### DAFTAR SOAL
1. Menurut teks tentang banjir di Parapat, mengapa sebagian pihak menilai hujan deras sebagai faktor utama banjir? Jawab dalam satu sampai tiga kalimat.
2. Teruskan teks tentang banjir di Parapat dengan bagian berikutnya, dimulai tepat setelah kalimat terakhir yang ada.

### TEKS YANG DIBERIKAN
==*==

Banjir di Parapat, Mencuat Dugaan Pemda Lalai Awasi Tata Ruang DAS Bolon Simalungun

BLOKBERITA.COM – Perdebatan mengenai penyebab banjir di Parapat ramai diperbincangkan di media sosial dan media massa. Sebagian pihak menyatakan bahwa hujan deras menjadi faktor utama meluapnya Sungai Batu Gaga, yang kemudian membawa bebatuan dan lumpur ke pemukiman warga.

Namun, banyak pula yang berpendapat bahwa penyebab utama banjir adalah kerusakan hutan di kawasan hulu, terutama di sekitar Bangun Dolok. Hal ini ditegaskan oleh Ephorus HKBP, Pdt. Dr. Tinambunan, dalam konferensi pers pada 17 Maret 2025. “Banjir Parapat bukan ujian dari Tuhan atau suratan tangan, ini adalah akibat ulah manusia yang merusak alam ciptaan Tuhan,” ujarnya.

Pernyataan tersebut didukung oleh hasil investigasi yang dilakukan oleh KSPPM, AMAN, dan Auriga Nusantara. Berdasarkan analisis spesial dan penelitian di lapangan, ditemukan bahwa dalam kurun waktu 20 tahun terakhir telah terjadi pembukaan hutan yang signifikan di 5 Kecamatan sekitar Parapat, yaitu Girsang Sipangan Bolon, Dolok Panribuan, Pematang Sidamanik, Hatoguan, dan Jorlang Hataran. Lima kecamatan merupakan landskap satu daerah aliran Sungai Bolon Simalungun (Sumber: BP DAS).

==*==

(Entri lokasi objek dalam gambar)
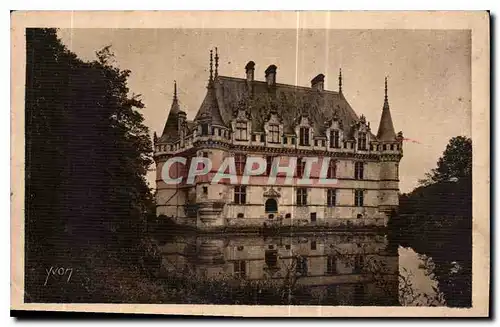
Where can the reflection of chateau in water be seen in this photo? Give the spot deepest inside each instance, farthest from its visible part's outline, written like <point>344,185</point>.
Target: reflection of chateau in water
<point>337,269</point>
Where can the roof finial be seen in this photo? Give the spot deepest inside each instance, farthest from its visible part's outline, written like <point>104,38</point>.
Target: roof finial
<point>216,63</point>
<point>385,98</point>
<point>340,80</point>
<point>211,66</point>
<point>175,90</point>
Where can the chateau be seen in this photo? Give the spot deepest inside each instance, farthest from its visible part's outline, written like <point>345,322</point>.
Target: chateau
<point>242,117</point>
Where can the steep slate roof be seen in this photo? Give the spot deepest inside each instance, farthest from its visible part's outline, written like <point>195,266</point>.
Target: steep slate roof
<point>290,102</point>
<point>386,128</point>
<point>209,110</point>
<point>170,131</point>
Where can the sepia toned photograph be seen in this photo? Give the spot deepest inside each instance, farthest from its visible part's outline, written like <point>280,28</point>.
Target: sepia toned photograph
<point>297,164</point>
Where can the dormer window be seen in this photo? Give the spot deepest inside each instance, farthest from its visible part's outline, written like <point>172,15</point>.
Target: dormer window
<point>301,166</point>
<point>335,139</point>
<point>304,136</point>
<point>274,134</point>
<point>362,141</point>
<point>241,131</point>
<point>204,129</point>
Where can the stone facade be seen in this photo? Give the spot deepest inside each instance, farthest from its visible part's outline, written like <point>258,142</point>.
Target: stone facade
<point>243,117</point>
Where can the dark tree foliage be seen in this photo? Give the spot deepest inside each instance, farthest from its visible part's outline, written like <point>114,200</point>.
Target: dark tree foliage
<point>87,153</point>
<point>455,164</point>
<point>436,219</point>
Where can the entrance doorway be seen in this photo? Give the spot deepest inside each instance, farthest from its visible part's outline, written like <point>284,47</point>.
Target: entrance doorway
<point>271,206</point>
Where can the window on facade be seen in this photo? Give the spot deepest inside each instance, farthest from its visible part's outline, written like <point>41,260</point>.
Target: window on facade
<point>332,169</point>
<point>301,196</point>
<point>269,165</point>
<point>271,258</point>
<point>301,266</point>
<point>274,134</point>
<point>358,198</point>
<point>240,194</point>
<point>301,166</point>
<point>359,170</point>
<point>358,264</point>
<point>362,141</point>
<point>240,160</point>
<point>331,265</point>
<point>241,131</point>
<point>240,268</point>
<point>204,129</point>
<point>331,197</point>
<point>334,139</point>
<point>304,136</point>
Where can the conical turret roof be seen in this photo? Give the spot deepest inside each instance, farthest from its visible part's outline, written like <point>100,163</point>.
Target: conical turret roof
<point>386,128</point>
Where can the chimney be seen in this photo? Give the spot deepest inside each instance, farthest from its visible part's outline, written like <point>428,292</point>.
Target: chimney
<point>271,75</point>
<point>250,69</point>
<point>318,83</point>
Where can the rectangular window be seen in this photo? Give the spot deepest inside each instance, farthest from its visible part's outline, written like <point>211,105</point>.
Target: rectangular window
<point>274,134</point>
<point>331,197</point>
<point>362,141</point>
<point>301,166</point>
<point>331,265</point>
<point>240,160</point>
<point>301,196</point>
<point>301,266</point>
<point>332,169</point>
<point>358,198</point>
<point>240,268</point>
<point>204,129</point>
<point>271,258</point>
<point>359,168</point>
<point>240,194</point>
<point>335,139</point>
<point>269,165</point>
<point>304,136</point>
<point>241,131</point>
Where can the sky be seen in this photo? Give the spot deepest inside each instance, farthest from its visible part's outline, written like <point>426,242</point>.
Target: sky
<point>429,74</point>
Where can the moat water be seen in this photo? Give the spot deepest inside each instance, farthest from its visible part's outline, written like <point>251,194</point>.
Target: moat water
<point>302,269</point>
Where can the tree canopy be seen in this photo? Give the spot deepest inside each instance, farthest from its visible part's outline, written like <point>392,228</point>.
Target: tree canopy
<point>455,163</point>
<point>87,154</point>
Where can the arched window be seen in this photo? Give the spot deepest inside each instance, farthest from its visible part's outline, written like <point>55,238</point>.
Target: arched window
<point>271,205</point>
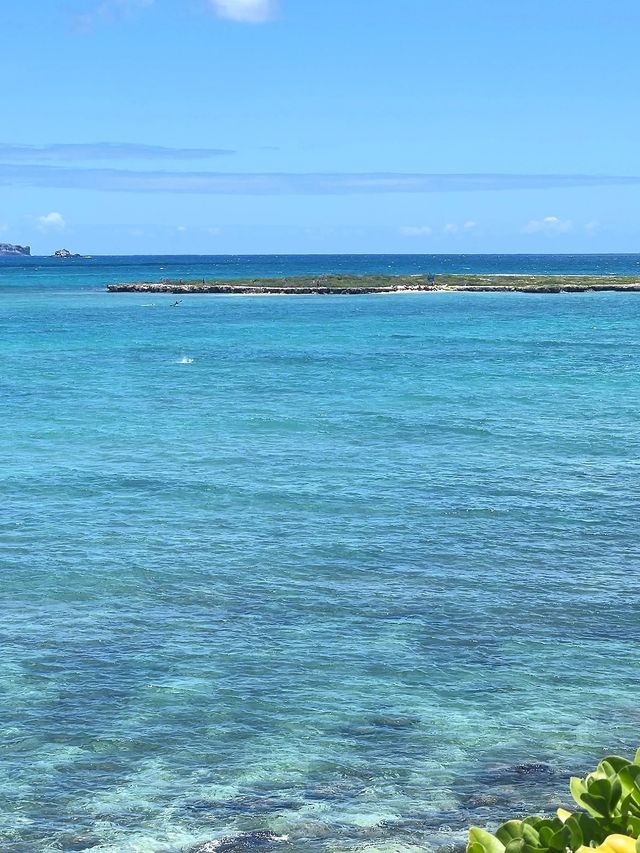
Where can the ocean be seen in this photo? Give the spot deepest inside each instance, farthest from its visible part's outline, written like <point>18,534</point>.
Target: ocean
<point>311,574</point>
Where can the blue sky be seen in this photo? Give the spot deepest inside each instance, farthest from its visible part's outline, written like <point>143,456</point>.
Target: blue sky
<point>213,126</point>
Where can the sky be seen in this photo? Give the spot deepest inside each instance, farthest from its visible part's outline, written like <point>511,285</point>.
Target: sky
<point>320,126</point>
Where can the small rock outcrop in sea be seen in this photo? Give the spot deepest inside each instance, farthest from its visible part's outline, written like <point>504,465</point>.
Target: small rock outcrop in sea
<point>65,253</point>
<point>11,249</point>
<point>246,842</point>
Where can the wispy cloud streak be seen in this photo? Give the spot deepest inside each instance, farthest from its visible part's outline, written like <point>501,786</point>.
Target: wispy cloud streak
<point>244,11</point>
<point>272,184</point>
<point>90,151</point>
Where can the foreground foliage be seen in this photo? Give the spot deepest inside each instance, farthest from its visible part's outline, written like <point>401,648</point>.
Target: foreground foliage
<point>609,820</point>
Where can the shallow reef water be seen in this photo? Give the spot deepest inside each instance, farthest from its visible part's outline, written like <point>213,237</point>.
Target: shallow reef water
<point>309,574</point>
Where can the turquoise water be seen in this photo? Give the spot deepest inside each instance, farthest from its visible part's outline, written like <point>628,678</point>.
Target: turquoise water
<point>357,571</point>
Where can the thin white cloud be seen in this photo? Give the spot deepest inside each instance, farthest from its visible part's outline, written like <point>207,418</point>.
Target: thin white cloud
<point>53,220</point>
<point>78,152</point>
<point>416,230</point>
<point>244,11</point>
<point>296,183</point>
<point>548,225</point>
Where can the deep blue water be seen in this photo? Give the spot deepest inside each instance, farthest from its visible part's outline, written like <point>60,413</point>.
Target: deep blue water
<point>358,571</point>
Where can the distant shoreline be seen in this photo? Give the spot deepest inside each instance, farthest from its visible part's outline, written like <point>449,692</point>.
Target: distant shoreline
<point>345,284</point>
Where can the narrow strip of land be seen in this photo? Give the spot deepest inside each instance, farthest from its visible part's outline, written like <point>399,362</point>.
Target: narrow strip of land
<point>356,284</point>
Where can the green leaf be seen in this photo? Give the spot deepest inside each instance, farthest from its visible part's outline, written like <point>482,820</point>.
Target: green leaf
<point>613,764</point>
<point>515,846</point>
<point>578,789</point>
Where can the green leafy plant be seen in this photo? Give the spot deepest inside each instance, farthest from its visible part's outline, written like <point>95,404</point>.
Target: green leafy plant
<point>610,818</point>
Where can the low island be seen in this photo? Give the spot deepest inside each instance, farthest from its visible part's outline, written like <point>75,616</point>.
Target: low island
<point>357,284</point>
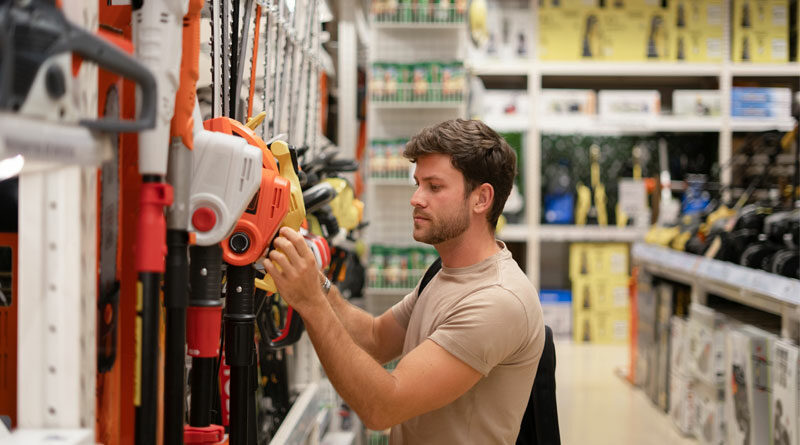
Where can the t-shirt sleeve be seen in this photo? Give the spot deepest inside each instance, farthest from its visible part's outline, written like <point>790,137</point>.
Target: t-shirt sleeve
<point>484,329</point>
<point>402,309</point>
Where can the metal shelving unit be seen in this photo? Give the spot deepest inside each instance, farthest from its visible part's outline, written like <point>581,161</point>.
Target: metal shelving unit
<point>535,71</point>
<point>755,288</point>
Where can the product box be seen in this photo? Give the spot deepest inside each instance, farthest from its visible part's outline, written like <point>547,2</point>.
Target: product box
<point>706,344</point>
<point>696,103</point>
<point>600,292</point>
<point>681,403</point>
<point>761,95</point>
<point>785,392</point>
<point>644,33</point>
<point>662,372</point>
<point>748,399</point>
<point>737,110</point>
<point>504,104</point>
<point>559,102</point>
<point>627,105</point>
<point>709,423</point>
<point>760,31</point>
<point>557,310</point>
<point>601,327</point>
<point>558,39</point>
<point>585,259</point>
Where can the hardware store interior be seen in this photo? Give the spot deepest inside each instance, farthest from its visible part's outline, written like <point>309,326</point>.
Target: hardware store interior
<point>155,289</point>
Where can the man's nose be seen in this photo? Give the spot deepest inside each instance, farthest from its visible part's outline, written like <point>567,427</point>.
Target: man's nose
<point>417,199</point>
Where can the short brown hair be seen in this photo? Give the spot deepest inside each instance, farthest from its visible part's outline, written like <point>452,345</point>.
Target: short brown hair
<point>475,150</point>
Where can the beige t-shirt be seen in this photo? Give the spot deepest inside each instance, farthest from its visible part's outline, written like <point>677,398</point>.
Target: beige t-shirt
<point>488,315</point>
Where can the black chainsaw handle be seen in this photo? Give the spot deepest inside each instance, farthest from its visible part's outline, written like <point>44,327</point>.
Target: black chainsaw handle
<point>57,35</point>
<point>281,329</point>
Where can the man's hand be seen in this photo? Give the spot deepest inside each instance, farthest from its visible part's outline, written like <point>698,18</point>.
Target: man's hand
<point>294,269</point>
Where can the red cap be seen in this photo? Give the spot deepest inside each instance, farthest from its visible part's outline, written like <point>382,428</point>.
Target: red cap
<point>204,219</point>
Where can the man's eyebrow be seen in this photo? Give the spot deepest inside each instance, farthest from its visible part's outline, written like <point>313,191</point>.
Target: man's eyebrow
<point>428,178</point>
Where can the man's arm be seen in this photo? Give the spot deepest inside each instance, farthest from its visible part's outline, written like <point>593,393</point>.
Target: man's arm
<point>382,337</point>
<point>426,379</point>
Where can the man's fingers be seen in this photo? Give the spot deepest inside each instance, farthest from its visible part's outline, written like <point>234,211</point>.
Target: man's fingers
<point>297,241</point>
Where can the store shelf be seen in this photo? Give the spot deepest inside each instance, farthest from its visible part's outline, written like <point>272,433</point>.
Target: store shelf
<point>419,25</point>
<point>392,182</point>
<point>516,124</point>
<point>758,124</point>
<point>755,288</point>
<point>661,69</point>
<point>388,291</point>
<point>766,70</point>
<point>415,105</point>
<point>552,232</point>
<point>307,415</point>
<point>602,127</point>
<point>514,233</point>
<point>519,67</point>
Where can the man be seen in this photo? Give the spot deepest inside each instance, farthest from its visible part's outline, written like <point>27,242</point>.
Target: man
<point>470,343</point>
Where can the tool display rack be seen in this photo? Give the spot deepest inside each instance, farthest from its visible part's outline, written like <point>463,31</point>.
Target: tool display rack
<point>618,74</point>
<point>411,40</point>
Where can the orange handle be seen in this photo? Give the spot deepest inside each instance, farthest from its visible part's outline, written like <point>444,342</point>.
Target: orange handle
<point>182,122</point>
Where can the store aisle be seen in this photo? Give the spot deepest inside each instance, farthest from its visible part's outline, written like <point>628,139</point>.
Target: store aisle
<point>597,407</point>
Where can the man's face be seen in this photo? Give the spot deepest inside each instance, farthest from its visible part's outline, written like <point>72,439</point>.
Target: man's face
<point>441,212</point>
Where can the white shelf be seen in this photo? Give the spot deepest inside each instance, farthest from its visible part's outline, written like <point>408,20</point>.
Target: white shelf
<point>554,232</point>
<point>419,25</point>
<point>767,70</point>
<point>519,67</point>
<point>595,125</point>
<point>755,288</point>
<point>388,291</point>
<point>588,68</point>
<point>519,124</point>
<point>514,233</point>
<point>759,124</point>
<point>415,105</point>
<point>391,182</point>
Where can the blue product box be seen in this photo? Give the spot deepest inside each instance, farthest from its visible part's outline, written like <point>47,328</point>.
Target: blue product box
<point>768,95</point>
<point>557,310</point>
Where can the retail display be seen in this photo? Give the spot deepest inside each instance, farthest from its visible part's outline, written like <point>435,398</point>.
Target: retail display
<point>418,82</point>
<point>600,280</point>
<point>696,103</point>
<point>760,31</point>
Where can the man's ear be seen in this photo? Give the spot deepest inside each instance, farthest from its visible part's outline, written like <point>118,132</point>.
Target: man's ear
<point>484,196</point>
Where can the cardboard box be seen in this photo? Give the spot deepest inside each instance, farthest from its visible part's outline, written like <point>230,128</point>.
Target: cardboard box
<point>709,423</point>
<point>559,102</point>
<point>677,343</point>
<point>600,292</point>
<point>585,259</point>
<point>786,392</point>
<point>557,310</point>
<point>681,403</point>
<point>601,327</point>
<point>627,105</point>
<point>748,385</point>
<point>696,103</point>
<point>706,344</point>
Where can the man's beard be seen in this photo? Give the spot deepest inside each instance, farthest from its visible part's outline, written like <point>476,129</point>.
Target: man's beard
<point>444,229</point>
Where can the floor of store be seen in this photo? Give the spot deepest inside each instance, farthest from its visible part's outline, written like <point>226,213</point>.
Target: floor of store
<point>596,406</point>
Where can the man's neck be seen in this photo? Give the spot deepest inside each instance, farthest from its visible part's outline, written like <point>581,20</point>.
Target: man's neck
<point>472,247</point>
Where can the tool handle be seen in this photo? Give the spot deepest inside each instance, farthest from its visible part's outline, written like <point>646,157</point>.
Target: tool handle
<point>109,57</point>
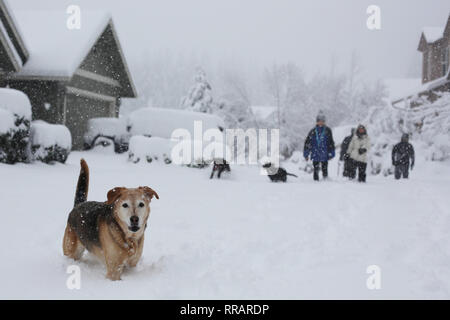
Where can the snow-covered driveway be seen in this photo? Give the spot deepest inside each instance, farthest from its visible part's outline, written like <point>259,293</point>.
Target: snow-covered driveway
<point>240,237</point>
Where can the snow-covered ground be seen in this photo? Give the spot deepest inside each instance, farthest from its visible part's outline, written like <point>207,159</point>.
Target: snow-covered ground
<point>240,237</point>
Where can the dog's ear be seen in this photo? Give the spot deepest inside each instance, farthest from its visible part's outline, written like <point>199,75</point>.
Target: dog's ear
<point>114,194</point>
<point>149,192</point>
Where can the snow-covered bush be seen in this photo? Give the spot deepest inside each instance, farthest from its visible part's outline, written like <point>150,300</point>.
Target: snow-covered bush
<point>113,129</point>
<point>161,122</point>
<point>149,149</point>
<point>199,97</point>
<point>15,117</point>
<point>49,142</point>
<point>428,125</point>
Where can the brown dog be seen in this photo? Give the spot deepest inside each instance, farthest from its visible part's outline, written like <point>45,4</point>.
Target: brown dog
<point>112,230</point>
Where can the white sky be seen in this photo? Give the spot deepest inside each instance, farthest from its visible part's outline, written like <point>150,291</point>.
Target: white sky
<point>265,31</point>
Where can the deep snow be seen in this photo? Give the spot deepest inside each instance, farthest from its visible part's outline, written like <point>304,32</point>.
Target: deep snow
<point>240,237</point>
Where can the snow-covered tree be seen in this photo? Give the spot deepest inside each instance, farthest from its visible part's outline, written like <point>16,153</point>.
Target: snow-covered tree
<point>199,97</point>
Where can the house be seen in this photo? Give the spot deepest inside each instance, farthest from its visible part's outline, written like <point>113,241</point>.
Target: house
<point>69,75</point>
<point>434,45</point>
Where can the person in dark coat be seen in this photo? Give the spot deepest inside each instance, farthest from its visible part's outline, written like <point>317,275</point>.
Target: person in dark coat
<point>319,145</point>
<point>403,157</point>
<point>344,156</point>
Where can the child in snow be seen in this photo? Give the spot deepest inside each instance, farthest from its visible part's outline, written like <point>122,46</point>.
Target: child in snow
<point>403,157</point>
<point>319,144</point>
<point>344,156</point>
<point>358,150</point>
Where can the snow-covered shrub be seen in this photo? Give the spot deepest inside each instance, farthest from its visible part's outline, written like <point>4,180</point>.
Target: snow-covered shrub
<point>149,149</point>
<point>15,117</point>
<point>199,97</point>
<point>428,125</point>
<point>50,142</point>
<point>161,122</point>
<point>113,129</point>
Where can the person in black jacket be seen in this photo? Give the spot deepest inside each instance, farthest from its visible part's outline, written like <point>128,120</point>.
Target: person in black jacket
<point>319,146</point>
<point>403,157</point>
<point>344,156</point>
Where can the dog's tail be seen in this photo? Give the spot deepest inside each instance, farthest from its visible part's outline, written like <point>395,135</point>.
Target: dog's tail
<point>83,184</point>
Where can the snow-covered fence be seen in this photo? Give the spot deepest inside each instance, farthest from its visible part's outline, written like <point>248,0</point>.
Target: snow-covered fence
<point>49,142</point>
<point>15,117</point>
<point>112,129</point>
<point>161,122</point>
<point>150,149</point>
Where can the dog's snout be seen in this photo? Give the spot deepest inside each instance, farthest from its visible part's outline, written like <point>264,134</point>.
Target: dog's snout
<point>134,219</point>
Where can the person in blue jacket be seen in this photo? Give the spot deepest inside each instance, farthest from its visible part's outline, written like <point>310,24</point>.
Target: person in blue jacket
<point>319,146</point>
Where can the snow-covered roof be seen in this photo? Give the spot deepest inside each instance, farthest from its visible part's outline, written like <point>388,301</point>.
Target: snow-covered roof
<point>399,88</point>
<point>421,88</point>
<point>433,34</point>
<point>16,102</point>
<point>263,112</point>
<point>55,50</point>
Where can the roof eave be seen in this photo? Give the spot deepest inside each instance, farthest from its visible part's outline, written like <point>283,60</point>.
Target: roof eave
<point>133,93</point>
<point>16,37</point>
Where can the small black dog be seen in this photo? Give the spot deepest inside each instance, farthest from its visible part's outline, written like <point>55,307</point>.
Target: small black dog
<point>279,174</point>
<point>220,165</point>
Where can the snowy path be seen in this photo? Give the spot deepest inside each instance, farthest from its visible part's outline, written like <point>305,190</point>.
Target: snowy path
<point>241,237</point>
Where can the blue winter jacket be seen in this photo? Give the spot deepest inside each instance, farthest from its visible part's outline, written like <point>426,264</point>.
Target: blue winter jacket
<point>319,144</point>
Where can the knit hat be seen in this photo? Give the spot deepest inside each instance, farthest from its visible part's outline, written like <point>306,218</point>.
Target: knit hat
<point>320,117</point>
<point>405,137</point>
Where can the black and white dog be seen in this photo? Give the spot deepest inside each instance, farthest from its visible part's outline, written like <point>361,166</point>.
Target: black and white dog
<point>220,165</point>
<point>277,174</point>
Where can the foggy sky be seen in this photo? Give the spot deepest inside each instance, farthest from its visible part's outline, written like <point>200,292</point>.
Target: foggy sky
<point>310,33</point>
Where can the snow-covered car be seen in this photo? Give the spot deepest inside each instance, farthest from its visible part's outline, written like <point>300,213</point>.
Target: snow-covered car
<point>105,131</point>
<point>162,122</point>
<point>49,142</point>
<point>15,117</point>
<point>150,149</point>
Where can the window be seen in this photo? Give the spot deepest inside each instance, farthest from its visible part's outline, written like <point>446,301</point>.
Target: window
<point>445,60</point>
<point>429,63</point>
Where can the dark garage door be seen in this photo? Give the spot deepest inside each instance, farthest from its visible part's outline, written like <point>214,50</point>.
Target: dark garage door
<point>78,111</point>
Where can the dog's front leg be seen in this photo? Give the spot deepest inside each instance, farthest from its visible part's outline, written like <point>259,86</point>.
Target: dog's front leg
<point>132,262</point>
<point>114,271</point>
<point>114,265</point>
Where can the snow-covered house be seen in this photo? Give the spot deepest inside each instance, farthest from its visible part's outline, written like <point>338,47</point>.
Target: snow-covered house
<point>69,75</point>
<point>434,44</point>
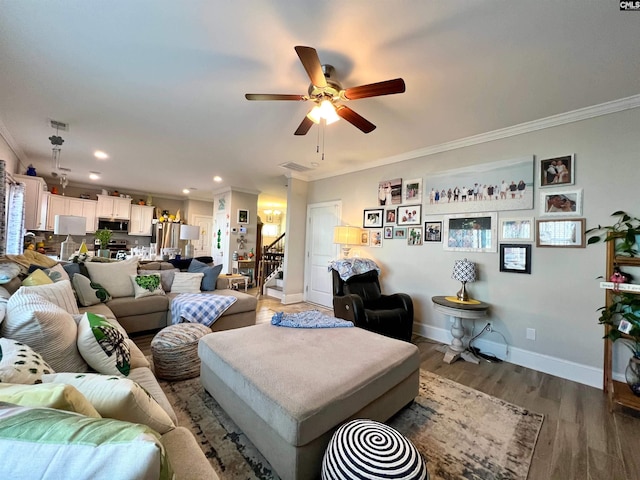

==*==

### JAWABAN TIAP SOAL
1. Sebagian pihak menilai hujan deras sebagai faktor utama karena hujan itu membuat Sungai Batu Gaga meluap. Luapan sungai tersebut kemudian membawa bebatuan dan lumpur ke permukiman warga.

2.
Pada tahun 2000, luas hutan alam di wilayah tersebut mencapai 10.348 hektar. Namun, angka ini terus menyusut hingga tersisa hanya 3.614 hektar pada tahun 2023. Periode dengan kehilangan hutan terbesar terjadi pada tahun 2005-2010, di mana 2.779 hektar hutan hilang.

Sementara itu, dalam periode 2010-2025, kembali terjadi pengurangan tutupan hutan sebesar 2.366 hektar. Jika diakumulasi, dari tahun 2000 hingga 2022, kawasan ini telah kehilangan hutan alam seluas 6.148 hektar.

Perubahan ini sangat berpengaruh terhadap daya tampung air hujan dan stabilitas
tanah, yang akhirnya berkontribusi terhadap bencana banjir dan longsor.

Di periode yang sama terjadi peningkatan kebun kayu eukaliptus seluas 6.503 hektar.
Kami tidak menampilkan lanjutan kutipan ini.